Point placement records:
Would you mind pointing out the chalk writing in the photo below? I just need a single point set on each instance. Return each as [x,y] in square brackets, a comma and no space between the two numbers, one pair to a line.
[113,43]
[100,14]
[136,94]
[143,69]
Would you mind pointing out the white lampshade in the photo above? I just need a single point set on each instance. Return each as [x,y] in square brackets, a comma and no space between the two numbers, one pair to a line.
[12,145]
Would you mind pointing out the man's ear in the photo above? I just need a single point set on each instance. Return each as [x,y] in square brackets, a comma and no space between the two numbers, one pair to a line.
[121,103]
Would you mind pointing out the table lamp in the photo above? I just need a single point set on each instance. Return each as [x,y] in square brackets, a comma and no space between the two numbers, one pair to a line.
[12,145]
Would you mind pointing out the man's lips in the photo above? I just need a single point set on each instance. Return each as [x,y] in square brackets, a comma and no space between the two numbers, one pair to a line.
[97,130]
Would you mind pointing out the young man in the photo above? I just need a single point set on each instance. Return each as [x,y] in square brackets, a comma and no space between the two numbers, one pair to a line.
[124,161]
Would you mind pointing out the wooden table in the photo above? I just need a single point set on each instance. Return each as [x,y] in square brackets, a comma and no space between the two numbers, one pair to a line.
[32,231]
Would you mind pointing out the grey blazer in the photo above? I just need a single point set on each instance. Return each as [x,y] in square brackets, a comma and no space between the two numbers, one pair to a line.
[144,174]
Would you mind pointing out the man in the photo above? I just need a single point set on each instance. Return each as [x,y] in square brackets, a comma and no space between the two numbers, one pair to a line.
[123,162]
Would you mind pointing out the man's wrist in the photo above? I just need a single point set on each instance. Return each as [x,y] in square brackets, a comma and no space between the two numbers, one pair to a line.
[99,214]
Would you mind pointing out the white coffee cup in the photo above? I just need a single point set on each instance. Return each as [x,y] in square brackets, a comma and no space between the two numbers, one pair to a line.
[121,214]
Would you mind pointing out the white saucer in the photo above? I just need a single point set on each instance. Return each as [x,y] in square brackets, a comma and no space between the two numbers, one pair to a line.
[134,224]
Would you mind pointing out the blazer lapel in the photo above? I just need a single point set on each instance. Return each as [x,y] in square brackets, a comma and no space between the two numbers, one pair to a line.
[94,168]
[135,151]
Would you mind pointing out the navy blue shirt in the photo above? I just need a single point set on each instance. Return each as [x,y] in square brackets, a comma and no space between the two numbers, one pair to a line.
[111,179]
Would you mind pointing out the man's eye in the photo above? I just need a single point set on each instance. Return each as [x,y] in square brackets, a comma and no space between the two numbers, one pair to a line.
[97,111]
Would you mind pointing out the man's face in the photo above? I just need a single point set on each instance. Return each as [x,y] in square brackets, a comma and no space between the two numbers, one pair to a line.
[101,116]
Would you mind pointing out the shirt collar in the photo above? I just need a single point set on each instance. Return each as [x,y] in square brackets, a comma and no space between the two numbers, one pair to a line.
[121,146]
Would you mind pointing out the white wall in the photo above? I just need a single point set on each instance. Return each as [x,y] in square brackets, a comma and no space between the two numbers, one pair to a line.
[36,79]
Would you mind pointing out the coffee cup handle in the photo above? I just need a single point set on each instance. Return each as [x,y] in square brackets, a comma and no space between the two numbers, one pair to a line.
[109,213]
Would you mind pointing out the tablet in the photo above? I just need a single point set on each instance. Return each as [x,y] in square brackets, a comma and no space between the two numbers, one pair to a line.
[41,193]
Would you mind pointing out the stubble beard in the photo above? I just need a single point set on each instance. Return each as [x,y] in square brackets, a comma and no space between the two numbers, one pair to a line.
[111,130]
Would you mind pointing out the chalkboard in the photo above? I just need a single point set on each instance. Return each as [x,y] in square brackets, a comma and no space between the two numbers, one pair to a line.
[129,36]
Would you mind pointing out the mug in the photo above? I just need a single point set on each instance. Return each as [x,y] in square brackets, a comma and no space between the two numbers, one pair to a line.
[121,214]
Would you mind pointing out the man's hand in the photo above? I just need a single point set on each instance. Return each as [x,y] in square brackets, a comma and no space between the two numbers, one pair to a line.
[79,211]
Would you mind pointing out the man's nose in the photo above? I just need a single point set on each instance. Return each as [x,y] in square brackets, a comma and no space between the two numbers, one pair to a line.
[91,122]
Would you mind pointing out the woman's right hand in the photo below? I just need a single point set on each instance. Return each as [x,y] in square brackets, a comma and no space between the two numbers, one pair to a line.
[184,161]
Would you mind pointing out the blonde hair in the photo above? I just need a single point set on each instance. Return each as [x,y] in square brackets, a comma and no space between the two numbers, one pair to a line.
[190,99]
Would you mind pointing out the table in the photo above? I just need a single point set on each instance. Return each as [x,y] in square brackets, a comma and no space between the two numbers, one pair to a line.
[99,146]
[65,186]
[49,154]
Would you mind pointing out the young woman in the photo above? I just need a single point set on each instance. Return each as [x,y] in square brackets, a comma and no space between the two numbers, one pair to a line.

§ **Short task**
Print all of the material above again, line for line, without changing a single character.

§ **Task answer**
Would you mind pointing out the chalk writing in the photo below? I just need a single point set on each instance. Return each as [x,y] in square brackets, a comma and no space between the two numbers, one pair to a line.
[113,43]
[100,14]
[136,94]
[143,69]
Would you mind pointing out the white lampshade in the photo above? I just need a single point set on each instance. Return each as [x,y] in square brackets, a comma and no space between the two numbers, one pair to a line.
[12,145]
Would you mind pointing out the man's ear in the photo above? I just need a single point set on each instance. Return each as [x,y] in square brackets, a comma and no space between the two numbers, one pair to a line.
[121,103]
Would you mind pointing out the table lamp in the photo above? I just need a single point set on each instance. Return each as [x,y] in square brackets, a comma and no space between the two numbers, one pair to a line.
[12,145]
Would you mind pointing out the man's lips in the photo above? I just need a single point set on each instance. Return each as [x,y] in square brackets, a comma and no space between the two numbers, one pair to a line.
[97,130]
Would you mind pointing out the young man in the photo above? I just need a single point set on each instance. Return each as [x,y] in square brackets, a comma and no space between the two numbers, one pair to a line.
[124,161]
Would you mind pointing out the wooden table in the photo above? I just need a single point set on each instance. Return each as [x,y] in square brackets, a comma and no space between the two numbers, one pair to a line.
[32,231]
Would you mind pointing out the grey blazer in the photo above? I just need a single point set on each instance. Return each as [x,y] in square brackets, a comma and no space between the two numbers, one pair to a line.
[144,174]
Would you mind pointing out the man in the photo above? I just need a single point set on each instance. Return each as [x,y] in square brackets, a comma and no space between the two numbers, one pair to a line.
[123,162]
Would you mind pointing out the man's wrist in the photo above? I just need a single point set on each instance. Return each as [x,y] in square brackets, a comma and no space between the two numbers, one pair to a line.
[99,214]
Would you mind pointing out the white coffee cup in the photo above? I just need a single point set on each instance. Return each as [x,y] in square brackets, a comma and no space between the two numbers, one pair to a line.
[121,214]
Would you mind pointing out the white saucer in the photo above? I just need a single point set on each instance. Return each as [x,y] in square brackets, a comma and no space between the two numbers, one pair to a line.
[134,224]
Would you mind pointing out the blazer lapel in the photo above? I just need a single point set on each instance. Return each as [x,y] in square brackets, a comma and no space between the two numbers, one pair to a line.
[94,168]
[135,151]
Would you mind pointing out the navy blue shirt in the photo above? I just need a single point set on each instance. Return each as [x,y] in square brackets, a comma and no space between the two numbers, one pair to a line.
[111,179]
Would you mind pointing out the man's eye in the photo above? I just need a single point set on each instance. Return each as [x,y] in square brackets, a comma and no space between the two numbers, one pair to a line.
[97,111]
Would you mind pointing out the man's face in the photo above? I just need a single point set on each instance. Return each as [x,y] in square brackets, a comma and no space between the two numbers, one pair to a line.
[101,116]
Would you mind pointing out the shirt collar in the photo above? I just need a single point set on each instance. Return each as [x,y] in square brackets, a comma and no space between the two numbers, one pair to a line.
[121,146]
Would you mind pointing out the white wall in the photo above? I just need a single point set on each instance. Return each as [x,y] in square brackets, a comma and no space between the two numbers, one pair to a line.
[36,79]
Would you mind pointing out the coffee cup handle in the photo above? I just need a single point set on each instance. Return each as [x,y] in square brackets, a comma and no space between the two numbers, one pair to a line.
[109,213]
Would you mind pointing out the tablet in the photo above? I just need a single point set on each instance. Return each as [x,y] in square brackets, a comma and no space between the two numbers, one pair to a line.
[41,193]
Would you mind pointing out the stubble beard in the photo above? I just need a single point set on each instance. Return each as [x,y] in square brackets, a comma and no space between the two numbers, one pair to a line.
[111,130]
Would you mind pointing out the chalkboard in the photo above? I just need a single point set on each instance. Return each as [x,y] in square brackets, a comma and no space between the two numbers, one pair to a line.
[129,36]
Would you mind pointing out the mug in the photo above? I just need a single point set on each instance. Return each as [x,y] in square brackets, a comma and no space between the two numbers, one pair to a line.
[121,214]
Would you mind pointing out the man's hand in the photo above? I just need a single point set on each instance. Return each as [x,y] in square brackets, a comma and no space between the two numbers, one pair to a line.
[79,211]
Would you mind pointing out the man's nose in the photo above? I just need a single point set on each instance. Return each as [x,y] in square brackets, a comma and no space between the two numbers, one pair to a line.
[91,122]
Would you mind pointing out the woman's right hand in the photo below? I just need a single point set on each instance. Return each as [x,y] in square brackets, a comma and no space between the two numbers, one pair to a line.
[184,161]
Would you mind pointing out the blonde hair in the photo above? I just need a single point set on each instance. Return each as [x,y] in square brackets, a comma and no space between the two numbers, one pair to a line.
[190,99]
Would you mind pointing out the table in the photo above? I just need a single point set on each instance. Return each as [x,y] in square brackets, a comma and no space between the two numbers, one pair to a line.
[99,146]
[65,186]
[49,154]
Would you mind pointing out the young woman in the photo above? I just need a single point set on each instance. Return each as [x,y] in square brackets, a comma and no space between the two numbers, one pair to a line.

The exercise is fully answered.